+++ SOURCE EXCERPT +++

On Wed, Nov 29, 2023, at 6:48 PM, Jim Winstead wrote:
> Hi (again),
>
> A quick re-intro for those who don't know or remember me: I'm one of 
> the original PHP Group members, mostly active during the time of 
> horses, buggies, and the transitions from PHP/FI to PHP 3 and PHP 4. I 
> worked for MySQL through their acquisition by Sun (and then Oracle), 
> and was responsible for a lot of the community/development 
> infrastructure there that grew out of what we had done with PHP 
> (mailing lists, bug tracking, the documentation comment system).
>
> Anyway, one of the ways I've been getting back into the PHP community 
> after a long time away is through people on Mastodon and following the 
> #PHP tag there. Recently someone[1] brought up that there was no link 
> from PHP.net to the PHP Foundation so that people and organizations who 
> wanted to (financially) support PHP would even know where to look. I 
> submitted a PR to the web-php project to add some text and a Donate 
> button to the front page of PHP.net.
>
> Derick suggested that I bring it to internals@ because of the politics 
> involved. And certainly, since I've been out of the loop for a long 
> time, I have to admit ignorance of where those may sit. But from my 
> perspective, it looks like the PHP Foundation is the most sensible 
> place to direct this energy, and worthy of it.
>
> I'd be happy to shepherd an RFC on this. Since almost everyone in the 
> PHP Group seems to have been inactive for a long time, I know there's 
> not really a process in place for this sort of non-technical community 
> discussion and decision making, so the RFC process may be the best way 
> to handle it now.
>
> Thanks.
>
> Jim
>
> [1] https://phpc.social/@ViejoViajero/111381912606384803

Hi Jim.  Welcome back. :-)

The PHP Project today is in a very weird place, strategically.  Officially, it 
has no leadership, voting is open to over 1000 people, all decisions are made 
by voting of whichever 20 of those people show up at any given time, and even 
the servers we have and GitHub access is managed through good will and good 
luck and good relationships between informally key people.  The legal authority 
is held by people who no longer have project involvement (like yourself, until 
today), which somehow hasn't bitten us yet.

(Whether that is a good or sustainable approach is a separate question I won't 
go into here.)

+++ EXCERPTED RECORDS +++

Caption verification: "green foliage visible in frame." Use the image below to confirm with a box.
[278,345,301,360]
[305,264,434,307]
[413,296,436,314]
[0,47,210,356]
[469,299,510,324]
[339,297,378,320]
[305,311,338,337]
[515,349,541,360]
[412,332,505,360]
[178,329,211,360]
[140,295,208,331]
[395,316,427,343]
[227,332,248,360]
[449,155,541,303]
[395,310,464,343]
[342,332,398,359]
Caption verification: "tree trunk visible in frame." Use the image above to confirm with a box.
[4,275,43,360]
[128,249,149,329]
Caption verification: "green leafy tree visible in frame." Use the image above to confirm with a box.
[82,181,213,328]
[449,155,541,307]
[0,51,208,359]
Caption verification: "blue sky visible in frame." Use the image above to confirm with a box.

+++
+++ EXCERPTED RECORDS +++

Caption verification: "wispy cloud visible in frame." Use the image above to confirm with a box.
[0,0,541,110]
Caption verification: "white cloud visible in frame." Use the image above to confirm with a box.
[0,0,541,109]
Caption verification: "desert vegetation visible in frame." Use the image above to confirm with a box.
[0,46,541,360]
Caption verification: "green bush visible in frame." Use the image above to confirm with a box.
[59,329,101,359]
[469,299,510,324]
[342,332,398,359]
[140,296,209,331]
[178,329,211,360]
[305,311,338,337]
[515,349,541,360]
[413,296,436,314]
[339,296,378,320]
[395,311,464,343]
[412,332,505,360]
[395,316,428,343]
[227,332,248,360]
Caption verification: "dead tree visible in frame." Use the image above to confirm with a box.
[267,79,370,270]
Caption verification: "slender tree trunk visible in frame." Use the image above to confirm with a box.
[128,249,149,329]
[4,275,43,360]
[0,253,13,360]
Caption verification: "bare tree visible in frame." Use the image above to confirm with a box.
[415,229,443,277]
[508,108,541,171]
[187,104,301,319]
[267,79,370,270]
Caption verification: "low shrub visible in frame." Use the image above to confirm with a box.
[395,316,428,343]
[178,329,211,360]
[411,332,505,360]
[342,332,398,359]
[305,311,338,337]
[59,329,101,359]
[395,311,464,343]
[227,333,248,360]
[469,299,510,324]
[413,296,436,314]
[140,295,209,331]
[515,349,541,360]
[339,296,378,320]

+++

GOAL: Pick up the mailing-list reply about adding a PHP Foundation donate link to PHP.net and continue it from its last sentence.

ANSWER TO THIS EXERCISE:
The project (meaning, the rough consensus of those who post on this list a lot 
and those with server access) has long tried to avoid "endorsing" any 
particular PHP user-space project, or company, or organization, or anything 
else, because of the (valid) fear that the weight of PHP "endorsing" some 
project would skew market usage.  (The notable exception being Docuwiki, which 
has been used for RFCs for many years.)  This even extends to stand-alone 
composer libraries, or composer itself, even when their usage would make the 
code for the decreasing number of servers we maintain ourselves smaller.

>From the project's POV, everyone is a volunteer.  In practice, there's a 
>half-dozen or so people who are paid to work on PHP either part or full time 
>(mostly by the Foundation, but also Zend), but that gives them no *official* 
>special authority.  (De facto, who knows.)

All of that is to say that the de facto consensus has been to run screaming 
from "endorsing" the Foundation as an organization, which is why Derick likely 
suggested bringing the topic up here for discussion as it would be a change of 
cultural direction, not something to be taken lightly.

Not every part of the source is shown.